───── Document excerpt ─────
I think my confusion will be fixed by giving examples for the following:

mysqld environment variable, conf.d files. ansible.cfg value mismatch

Talismanic commented 3 years ago

@Talismanic except for example 02, all can be mapped to existing config sub-categories. Would you agree?

@akondrahman Bhaiya, I am not confident to label this to other categories. Wrong host groups were passed initially which was fixed. It's neither OS or Network or Storage dependent.

I think my confusion will be fixed by giving examples for the following:

MySQL Example:

Project Name: os-cloud/openstack-ansible-galera_server Commit Hash: cd11c5a56e96c0fc06d96be755a654a12898e02d Commit Message:

Updated repo for new org The role was changed to make it compatible with the OpenStack CI. The changes effect defaults handlers and the tests for the role and adds gitignore review files. The changes essentially get the role to a state where its passing the tests which are spinning up a galera cluster adding users and databases and then testing integrity from every node. The tests specifically ensure we re able to guarantee that after the role runs everything works. Previously to these changes the role assumed everything was working and nothing had been done to guarantee cluster state. In the handler changes the temporary sst directory is cleaned up should the handler restart fail. This ensure that a node is in a clean state if a leftover sst directory was on the disk which would cause a node to fail to join a cluster or bootstrap. Additionally the environment variable MYSQLD STARTUP TIMEOUT is now being passed into the init script because the defaults are not being sourced at the init script runtime. In the task changes a new configuration file that is part of the mariadb package is being removed which has unforeseen options within it causing no logs to be created. the default option galera innodb additional mem pool size was removed because its no longer valid within MariaDB10 and we d never caught that error message until now. The tests were updated to support running the role from a user which was not root. Change Id I16af30c660790656fc2d59f9943c172b88098905 Signed off by Kevin Carter kevin.carter rackspace.com

Git Diff:

 - name: Playbook for role testing
   hosts: galera_all
+  serial: 1
+  user: root
   gather_facts: true
   vars:
     galera_root_password: secrete
     galera_root_user: root
+    galera_innodb_buffer_pool_size: 512M
+    galera_innodb_log_buffer_size: 32M
+    galera_server_id: "{{ inventory_hostname | string_2_int }}"
─────
Objectives »
(a) Reproduce the listing below from its first line up to and including the line with "375], [605, 381]]]", omitting the picture.
(b) Finish out the next part of the configuration-labeling discussion, continuing from the end of the Git diff shown.
───── Data extract ─────
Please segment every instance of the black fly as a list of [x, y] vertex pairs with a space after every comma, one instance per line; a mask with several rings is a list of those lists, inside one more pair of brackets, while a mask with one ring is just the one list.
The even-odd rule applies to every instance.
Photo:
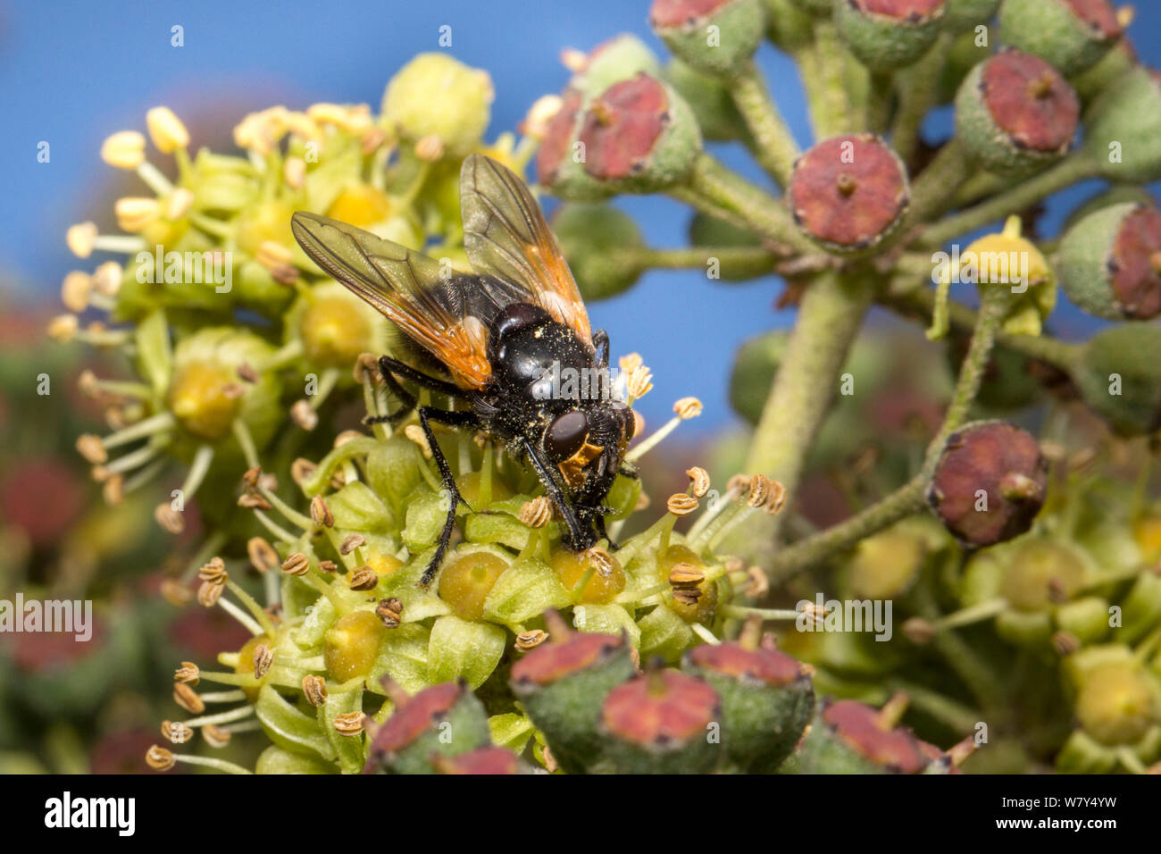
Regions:
[[[515, 173], [481, 155], [463, 162], [460, 199], [475, 275], [441, 274], [435, 259], [325, 216], [300, 211], [291, 221], [307, 254], [392, 321], [418, 346], [424, 366], [439, 374], [381, 357], [383, 381], [403, 406], [377, 421], [397, 423], [417, 409], [416, 395], [402, 382], [457, 404], [417, 409], [450, 498], [425, 586], [439, 569], [461, 501], [432, 421], [481, 431], [527, 460], [563, 519], [564, 544], [572, 551], [607, 538], [605, 497], [618, 473], [634, 475], [623, 462], [633, 411], [606, 394], [608, 336], [589, 325], [535, 199]], [[554, 382], [562, 375], [605, 381]]]

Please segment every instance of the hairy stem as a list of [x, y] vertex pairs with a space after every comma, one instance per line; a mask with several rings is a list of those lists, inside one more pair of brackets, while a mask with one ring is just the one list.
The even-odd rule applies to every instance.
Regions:
[[709, 155], [700, 155], [688, 180], [669, 193], [699, 210], [727, 211], [730, 221], [740, 220], [744, 228], [770, 241], [776, 251], [785, 254], [816, 251], [780, 200], [749, 184]]
[[[861, 279], [823, 273], [806, 288], [786, 357], [750, 445], [747, 471], [762, 472], [794, 495], [802, 465], [838, 388], [838, 375], [870, 303]], [[781, 516], [769, 521], [777, 534]]]
[[734, 103], [753, 136], [753, 153], [771, 178], [785, 187], [798, 159], [799, 148], [789, 128], [771, 100], [757, 65], [747, 63], [729, 82]]
[[[870, 537], [923, 509], [928, 482], [935, 471], [944, 442], [947, 436], [964, 425], [972, 401], [980, 392], [980, 382], [991, 356], [996, 333], [1004, 318], [1007, 303], [1003, 297], [1003, 292], [995, 288], [985, 293], [983, 307], [976, 317], [975, 333], [972, 336], [972, 345], [960, 368], [959, 380], [952, 393], [943, 426], [928, 447], [926, 459], [920, 474], [861, 512], [778, 552], [766, 566], [766, 575], [772, 584], [785, 581], [791, 575], [819, 564], [831, 554], [850, 548], [864, 537]], [[773, 400], [773, 395], [771, 395], [771, 400]]]
[[920, 146], [923, 119], [936, 100], [936, 89], [947, 59], [951, 36], [942, 34], [923, 57], [913, 65], [903, 80], [899, 112], [890, 128], [890, 143], [903, 163], [910, 165]]
[[975, 231], [988, 223], [1010, 215], [1014, 210], [1030, 208], [1065, 187], [1093, 178], [1098, 164], [1088, 153], [1079, 151], [1047, 172], [1041, 172], [1023, 184], [1001, 193], [974, 208], [949, 216], [929, 228], [921, 237], [924, 245], [938, 246], [960, 235]]

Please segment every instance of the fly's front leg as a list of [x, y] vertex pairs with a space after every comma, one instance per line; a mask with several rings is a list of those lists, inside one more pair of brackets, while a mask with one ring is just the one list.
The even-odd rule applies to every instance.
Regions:
[[536, 475], [545, 486], [545, 491], [561, 514], [561, 518], [564, 519], [564, 526], [569, 529], [569, 547], [575, 552], [583, 552], [585, 548], [591, 547], [596, 543], [592, 531], [586, 526], [582, 526], [577, 521], [576, 511], [574, 511], [572, 505], [569, 503], [564, 490], [561, 489], [548, 466], [540, 458], [536, 448], [527, 439], [524, 439], [524, 452], [532, 460], [532, 466], [536, 469]]
[[432, 583], [432, 579], [435, 577], [435, 573], [439, 572], [439, 566], [444, 561], [444, 554], [452, 541], [452, 531], [455, 529], [455, 510], [459, 508], [460, 502], [463, 501], [463, 497], [460, 495], [460, 488], [455, 485], [452, 467], [447, 465], [447, 458], [435, 440], [435, 433], [432, 432], [428, 419], [461, 428], [478, 428], [479, 421], [476, 418], [475, 412], [471, 411], [453, 412], [447, 409], [434, 409], [433, 407], [419, 407], [416, 414], [419, 416], [419, 426], [423, 428], [424, 437], [431, 447], [432, 459], [435, 460], [435, 466], [439, 468], [440, 479], [444, 481], [444, 494], [447, 496], [448, 502], [447, 519], [444, 522], [444, 530], [440, 532], [439, 544], [435, 546], [435, 555], [419, 579], [420, 587], [427, 587]]

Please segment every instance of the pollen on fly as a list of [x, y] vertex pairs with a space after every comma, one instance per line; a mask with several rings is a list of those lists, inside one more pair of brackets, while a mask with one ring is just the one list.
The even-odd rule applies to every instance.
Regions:
[[[460, 172], [460, 202], [470, 275], [325, 216], [300, 211], [291, 221], [303, 251], [395, 323], [420, 357], [380, 358], [401, 406], [375, 421], [417, 414], [452, 498], [423, 584], [439, 569], [462, 501], [431, 422], [483, 432], [531, 465], [572, 551], [608, 539], [608, 490], [618, 474], [636, 476], [625, 460], [634, 415], [610, 372], [608, 335], [589, 324], [532, 193], [509, 168], [471, 155]], [[410, 387], [457, 406], [418, 406]]]

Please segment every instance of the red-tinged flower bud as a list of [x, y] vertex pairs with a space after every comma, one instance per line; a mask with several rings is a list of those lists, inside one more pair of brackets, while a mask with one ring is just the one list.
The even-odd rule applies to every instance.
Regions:
[[688, 105], [669, 85], [637, 74], [596, 96], [580, 122], [584, 171], [613, 188], [652, 193], [682, 181], [701, 151]]
[[536, 157], [536, 180], [553, 195], [577, 202], [594, 202], [613, 195], [613, 189], [584, 171], [577, 130], [584, 116], [584, 95], [570, 88], [561, 96], [561, 108], [546, 128]]
[[512, 666], [511, 686], [560, 767], [582, 773], [600, 753], [601, 702], [633, 674], [633, 658], [623, 636], [572, 633], [555, 611], [546, 623], [548, 643]]
[[721, 722], [721, 698], [705, 681], [677, 670], [641, 674], [605, 698], [600, 767], [620, 774], [706, 774], [726, 758]]
[[584, 67], [577, 71], [569, 86], [592, 98], [614, 82], [640, 73], [657, 77], [661, 63], [644, 42], [630, 33], [621, 33], [589, 51]]
[[1060, 284], [1086, 311], [1147, 321], [1161, 314], [1161, 210], [1112, 204], [1073, 225], [1060, 243]]
[[778, 650], [750, 650], [742, 643], [695, 646], [683, 668], [721, 697], [726, 755], [734, 769], [773, 773], [814, 711], [807, 668]]
[[794, 164], [787, 198], [799, 227], [825, 249], [875, 246], [899, 224], [909, 200], [907, 168], [872, 134], [824, 139]]
[[981, 166], [1025, 177], [1072, 145], [1080, 101], [1044, 59], [1007, 50], [976, 65], [956, 95], [956, 137]]
[[488, 713], [462, 680], [408, 697], [389, 684], [395, 711], [375, 734], [363, 774], [432, 774], [433, 755], [455, 756], [491, 744]]
[[1031, 528], [1047, 480], [1047, 461], [1030, 433], [1003, 422], [978, 422], [947, 437], [928, 502], [966, 545], [988, 546]]
[[835, 24], [846, 46], [868, 69], [910, 65], [935, 44], [946, 0], [844, 0]]
[[673, 56], [714, 77], [738, 72], [764, 23], [758, 0], [654, 0], [649, 9], [649, 24]]
[[1000, 9], [1003, 43], [1047, 59], [1066, 77], [1095, 65], [1120, 31], [1109, 0], [1005, 0]]
[[794, 754], [801, 774], [918, 774], [930, 760], [910, 730], [853, 699], [823, 701]]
─────
Solved problems »
(a)
Please segment every instance of the black fly as a list of [x, y] vertex pairs with a space after every comma, one instance per line; a mask with several rings is a list of those lists, inside one more pair of brackets, while a mask with one ring is just the one list.
The even-odd rule applies to every instance.
Photo:
Regions:
[[[515, 173], [481, 155], [463, 162], [460, 199], [475, 275], [441, 274], [435, 259], [325, 216], [300, 211], [291, 221], [307, 254], [392, 321], [418, 346], [424, 366], [439, 374], [381, 357], [383, 381], [403, 406], [377, 421], [397, 423], [417, 409], [416, 395], [402, 382], [457, 404], [417, 409], [450, 498], [425, 586], [439, 569], [461, 501], [432, 421], [481, 431], [527, 460], [563, 519], [564, 544], [572, 551], [607, 538], [605, 497], [618, 473], [634, 475], [623, 462], [633, 411], [606, 394], [608, 336], [589, 325], [535, 199]], [[554, 382], [562, 375], [605, 381]]]

(b)
+    galera_wsrep_node_name: "{{ inventory_hostname }}"
+    galera_wsrep_provider_options:
+      - { option: "gcache.size", value: "32M" }
   roles:
     - role: "{{ rolename | basename }}"
       galera_server_id: "{{ inventory_hostname | string_2_int }}"

Conf Example:

Project Name: os-cloud/os-ansible-deployment Commit Hash: 3c8548b265c861ffac5e097fe0715f76393e5363 Commit Message:

Git Diff:

           - name: keystone.yml.aio
           - name: neutron.yml.aio
           - name: nova.yml.aio
+        upgrade:
+          # This starts as an AIO box, then an upgrade is run
+          - name: aodh.yml.aio
+          - name: cinder.yml.aio
+          - name: ceilometer.yml.aio
+          - name: designate.yml.aio
+          - name: glance.yml.aio
+          - name: gnocchi.yml.aio
+          - name: heat.yml.aio
+          - name: horizon.yml.aio
+          - name: keystone.yml.aio
+          - name: neutron.yml.aio
+          - name: nova.yml.aio
+          - name: swift.yml.aio
   vars:
     scenario: "{{ lookup('env','SCENARIO') | default('aio', true) }}"
     sshd:

Ansible Config Example:

Project Name: os-cloud/openstack-ansible-galera_server Commit Hash: 5bcdd4b77234d3672d98ae4ab7ea585c3d323581 Commit Message: Update tox config and add bashate E006 E040 exceptions This patch updates the tox.ini the same bashate exceptions as are currently in the OpenStack Ansible playbook repo. It also ensures that the linters and all lint targets work appropriately and normalises the tox.ini configuration to use uniform formatting. The use of ansible.cfg is removed as there is no way of being certain which paths can be used without reverting to an ugly sed hack in the commands. This is why it is preferred to make use of environment variables which make use of tox s default substitutions instead. It s a more reliable way of achieving the goal for the purpose of gating and testing. The switch to using a git clone instead of ansible galaxy to download the plugins is due to the path spec not being able to work in Ansible 2.x. 1 1 https github.com ansible ansible issues 13563 Change Id I077c5b79a95e78fd81c33382843273893d48bbb6

Git Diff:

           name: "trusty.tgz"
           sha256sum: "56c6a6e132ea7d10be2f3e8104f47136ccf408b30e362133f0dc4a0a9adb4d0c"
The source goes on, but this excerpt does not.